Given records start

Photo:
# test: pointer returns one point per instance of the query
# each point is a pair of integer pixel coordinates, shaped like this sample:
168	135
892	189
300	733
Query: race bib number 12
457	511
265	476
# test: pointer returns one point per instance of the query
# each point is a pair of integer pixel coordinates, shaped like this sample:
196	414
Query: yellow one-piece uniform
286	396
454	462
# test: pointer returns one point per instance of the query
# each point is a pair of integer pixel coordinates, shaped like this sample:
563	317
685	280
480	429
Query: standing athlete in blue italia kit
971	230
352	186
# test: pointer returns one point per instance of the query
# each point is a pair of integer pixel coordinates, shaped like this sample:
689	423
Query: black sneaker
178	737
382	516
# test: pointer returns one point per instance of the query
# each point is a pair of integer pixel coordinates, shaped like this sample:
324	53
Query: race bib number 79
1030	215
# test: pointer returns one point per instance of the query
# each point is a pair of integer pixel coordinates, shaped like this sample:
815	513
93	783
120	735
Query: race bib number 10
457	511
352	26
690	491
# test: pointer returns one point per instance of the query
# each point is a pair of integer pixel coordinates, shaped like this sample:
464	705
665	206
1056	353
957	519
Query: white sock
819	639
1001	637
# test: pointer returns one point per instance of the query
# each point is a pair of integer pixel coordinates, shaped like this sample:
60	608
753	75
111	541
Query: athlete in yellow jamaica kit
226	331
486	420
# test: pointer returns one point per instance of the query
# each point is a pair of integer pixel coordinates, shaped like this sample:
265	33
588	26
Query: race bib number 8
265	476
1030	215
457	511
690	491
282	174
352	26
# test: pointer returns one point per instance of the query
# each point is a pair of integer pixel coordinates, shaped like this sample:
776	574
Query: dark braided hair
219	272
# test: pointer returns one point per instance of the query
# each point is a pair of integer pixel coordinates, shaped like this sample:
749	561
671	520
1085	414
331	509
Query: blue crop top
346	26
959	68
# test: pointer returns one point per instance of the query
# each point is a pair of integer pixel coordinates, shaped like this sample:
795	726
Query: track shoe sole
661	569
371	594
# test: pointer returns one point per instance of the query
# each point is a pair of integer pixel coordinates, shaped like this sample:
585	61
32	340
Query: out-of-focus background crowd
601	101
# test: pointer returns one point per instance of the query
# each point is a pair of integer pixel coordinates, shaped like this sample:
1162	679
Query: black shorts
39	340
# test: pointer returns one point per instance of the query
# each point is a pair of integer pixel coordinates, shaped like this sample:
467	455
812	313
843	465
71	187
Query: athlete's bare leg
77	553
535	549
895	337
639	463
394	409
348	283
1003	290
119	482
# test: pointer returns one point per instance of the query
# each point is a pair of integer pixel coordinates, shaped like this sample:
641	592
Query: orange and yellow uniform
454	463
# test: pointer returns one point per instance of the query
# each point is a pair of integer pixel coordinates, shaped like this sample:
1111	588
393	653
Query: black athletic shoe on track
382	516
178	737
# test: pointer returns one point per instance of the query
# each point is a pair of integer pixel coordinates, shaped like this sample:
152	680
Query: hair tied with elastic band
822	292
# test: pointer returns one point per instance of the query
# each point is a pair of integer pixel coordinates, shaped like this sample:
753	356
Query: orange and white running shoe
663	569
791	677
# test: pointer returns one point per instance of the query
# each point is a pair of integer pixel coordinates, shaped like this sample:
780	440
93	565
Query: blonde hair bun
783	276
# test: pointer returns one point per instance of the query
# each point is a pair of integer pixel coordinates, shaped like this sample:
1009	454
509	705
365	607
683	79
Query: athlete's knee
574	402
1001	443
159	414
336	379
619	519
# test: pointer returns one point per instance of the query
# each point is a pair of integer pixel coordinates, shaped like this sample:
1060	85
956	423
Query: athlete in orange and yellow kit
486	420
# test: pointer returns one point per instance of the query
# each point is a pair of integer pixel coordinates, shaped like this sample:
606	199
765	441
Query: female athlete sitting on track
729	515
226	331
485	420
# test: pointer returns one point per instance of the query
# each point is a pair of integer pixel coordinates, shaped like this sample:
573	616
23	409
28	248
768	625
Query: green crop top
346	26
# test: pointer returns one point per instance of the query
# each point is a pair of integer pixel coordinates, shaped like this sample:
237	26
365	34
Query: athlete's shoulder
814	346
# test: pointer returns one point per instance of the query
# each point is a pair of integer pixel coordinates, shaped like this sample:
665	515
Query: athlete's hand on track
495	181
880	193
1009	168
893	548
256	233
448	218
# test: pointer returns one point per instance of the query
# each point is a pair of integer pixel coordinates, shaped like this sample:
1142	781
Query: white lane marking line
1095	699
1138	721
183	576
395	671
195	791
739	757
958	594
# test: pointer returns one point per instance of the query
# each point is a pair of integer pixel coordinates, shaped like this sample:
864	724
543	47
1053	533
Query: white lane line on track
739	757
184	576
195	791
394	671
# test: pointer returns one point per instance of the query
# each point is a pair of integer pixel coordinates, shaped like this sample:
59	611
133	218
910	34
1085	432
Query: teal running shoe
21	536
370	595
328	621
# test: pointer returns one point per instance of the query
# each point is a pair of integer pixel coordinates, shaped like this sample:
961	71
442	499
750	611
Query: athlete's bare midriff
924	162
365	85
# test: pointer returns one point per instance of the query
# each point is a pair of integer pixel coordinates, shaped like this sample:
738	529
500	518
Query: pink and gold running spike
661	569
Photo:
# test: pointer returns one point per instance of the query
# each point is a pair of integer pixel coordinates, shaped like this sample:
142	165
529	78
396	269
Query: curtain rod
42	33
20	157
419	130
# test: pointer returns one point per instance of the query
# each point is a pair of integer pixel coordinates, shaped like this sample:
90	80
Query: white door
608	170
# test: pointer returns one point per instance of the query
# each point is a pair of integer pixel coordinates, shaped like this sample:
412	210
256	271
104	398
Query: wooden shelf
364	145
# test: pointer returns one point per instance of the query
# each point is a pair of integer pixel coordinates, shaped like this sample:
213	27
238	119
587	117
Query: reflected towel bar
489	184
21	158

Given records end

■ Aim:
Retype the listing exactly, in full.

■ Task solution:
Photo:
# test: pointer returns one point per instance of the query
# each point is a pair of integer pixel coordinates, shaped like this sample:
168	135
892	189
300	733
Query: race bib number 12
457	511
265	476
# test: pointer returns one point per instance of the query
# each point is a pair of integer pixel coordinates, shaped like this sample:
196	414
Query: yellow one-piece uniform
286	396
454	462
# test: pointer returns one point per instance of the query
# each point is a pair of integer pixel coordinates, shaped like this sample:
563	317
685	280
480	429
Query: standing athlete in blue italia kit
971	230
352	186
# test: pointer returns one point per instance of the query
# each point is a pair of integer pixel coordinates, shaped like this sample:
689	423
Query: black sneaker
178	737
382	516
# test: pointer returns one point per instance of the query
# each point is a pair of integer pixel coordinates, shaped like this sample:
324	53
Query: race bib number 79
1030	215
# test: pointer returns one point per instance of the query
# each point is a pair of integer pixel coordinates, shaped like this sample:
815	513
93	783
120	735
Query: race bib number 10
457	511
352	26
690	491
# test: pointer returns one point per instance of the query
# each point is a pair of integer pixel coordinates, shaped like this sample:
464	705
665	206
1056	353
957	519
Query: white sock
819	639
1001	637
# test: pointer returns one point per instance of the query
# each point is a pair of integer pixel coordinates, shaped like this sample:
60	608
753	75
111	541
Query: athlete in yellow jamaica kit
226	331
486	420
# test: pointer returns one point per instance of the query
# each point is a pair of integer pixel coordinates, shaped like this sample:
265	33
588	26
Query: race bib number 8
265	476
1030	215
457	511
690	491
282	174
352	26
# test: pointer returns one point per instance of the query
# each point is a pair of integer pixel coordinates, shaped like this sample:
776	574
Query: dark braided hair
219	272
# test: pointer returns one point per instance of the query
# each point is a pair of integer pixel coordinates, shaped like this sample:
749	561
671	520
1085	414
331	509
Query: blue crop top
346	26
959	68
# test: pointer returns one point per instance of the query
# each point is a pair of integer pixel coordinates, shaped like this sample:
795	726
Query: track shoe sole
661	569
371	594
# test: pointer returns one point per instance of the query
# each point is a pair of integer pixel coordinates, shaped like this sample:
585	61
32	340
Query: out-of-focus background crowd
601	101
# test: pointer returns one point per instance of the query
# each point is a pair of integer pixel coordinates, shaped like this sample:
1162	679
Query: black shorts
39	340
# test: pointer returns one point per instance of the query
# each point is a pair of integer pixel coordinates, shaped like this sample:
467	455
812	313
843	465
71	187
Query: athlete's bare leg
77	553
535	549
895	337
639	463
394	409
348	283
1003	290
119	482
# test: pointer returns one point per instance of the query
# each point is a pair of integer pixel coordinates, shaped like this sample:
641	592
Query: orange and yellow uniform
454	463
# test: pointer returns one point per instance of the query
# each point is a pair of integer pixel coordinates, shaped like this sample:
1111	588
393	653
Query: black athletic shoe on track
382	516
178	737
# test: pointer returns one point per instance of the query
# each point is a pair of integer pixel coordinates, shaped like this sample:
152	680
Query: hair tied with elastic band
822	292
# test: pointer returns one point per instance of the query
# each point is a pair of integer pixel coordinates, shaped like this sample:
753	356
Query: orange and white running shoe
663	569
791	677
# test: pointer returns one point per instance of the query
# each point is a pair of integer pixel coordinates, shaped like this sample:
780	440
93	565
Query: blonde hair bun
783	276
# test: pointer returns one point per instance of the query
# each point is a pair of integer pixel coordinates, shaped like this sample:
1009	454
509	705
365	607
683	79
Query: athlete's knee
574	402
1001	443
159	414
336	379
619	519
# test: pointer returns one point per instance of the query
# each point is a pair of integer pixel coordinates, shaped like this sample:
1060	85
956	423
Query: athlete in orange and yellow kit
486	420
# test: pointer returns one point per instance of the query
# each point is a pair of integer pixel coordinates, shaped like this sample:
606	199
765	441
Query: female athlete sitting on track
729	515
226	331
485	420
# test: pointer returns one point per instance of the query
# each point is a pair of integer pixel coordinates, shaped like this sample:
573	616
23	409
28	248
768	625
Query: green crop top
346	26
# test: pointer returns one point per instance of the query
# each point is a pair of integer pixel coordinates, shaped like this sample:
237	26
365	34
Query: athlete's shoulder
814	346
# test: pointer returns one point per instance of the query
# each point is a pair of integer pixel coordinates, shaped like this sample:
665	515
Query: athlete's hand on track
495	181
880	193
1009	168
893	548
256	233
448	218
# test: pointer returns one point per instance of the query
# each point is a pair of integer pixel coordinates, shaped like this sample:
1142	781
Query: white lane marking line
1095	699
1138	721
183	576
395	671
195	791
739	757
958	594
# test: pointer returns one point per instance of the query
# each point is a pair of integer pixel coordinates, shaped like this sample:
864	724
543	47
1053	533
Query: white lane line on track
739	757
184	576
195	791
394	671
# test: pointer returns one point per instance of the query
# each point is a pair of integer pixel coordinates, shaped like this sample:
59	611
133	218
910	34
1085	432
Query: teal running shoe
21	536
370	595
328	621
# test: pointer returns one point per instance of the query
# each point is a pair of integer pixel coordinates, shaped like this sample:
961	71
442	499
750	611
Query: athlete's bare midriff
924	162
365	85
# test: pointer returns one point per instance of the query
# each point is a pair of integer pixel coordinates, shaped like this sample:
738	529
500	518
Query: pink and gold running spike
661	569
Photo:
# test: pointer returns one point per instance of the query
# each point is a pair of integer pixel coordinates, shaped like this sample:
142	165
529	78
396	269
Query: curtain rod
42	33
20	157
419	130
# test: pointer returns one point per instance of the query
# each point is a pair of integer pixel coordinates, shaped like this sample:
90	80
Query: white door
608	170
# test: pointer returns one point per instance of the query
# each point is a pair of integer pixel coordinates, shaped like this sample:
412	210
256	271
104	398
Query: wooden shelf
364	145
# test: pointer returns one point per instance of the query
# each point is a pair of integer pixel coordinates, shaped like this sample:
213	27
238	119
587	117
Query: reflected towel bar
489	184
21	158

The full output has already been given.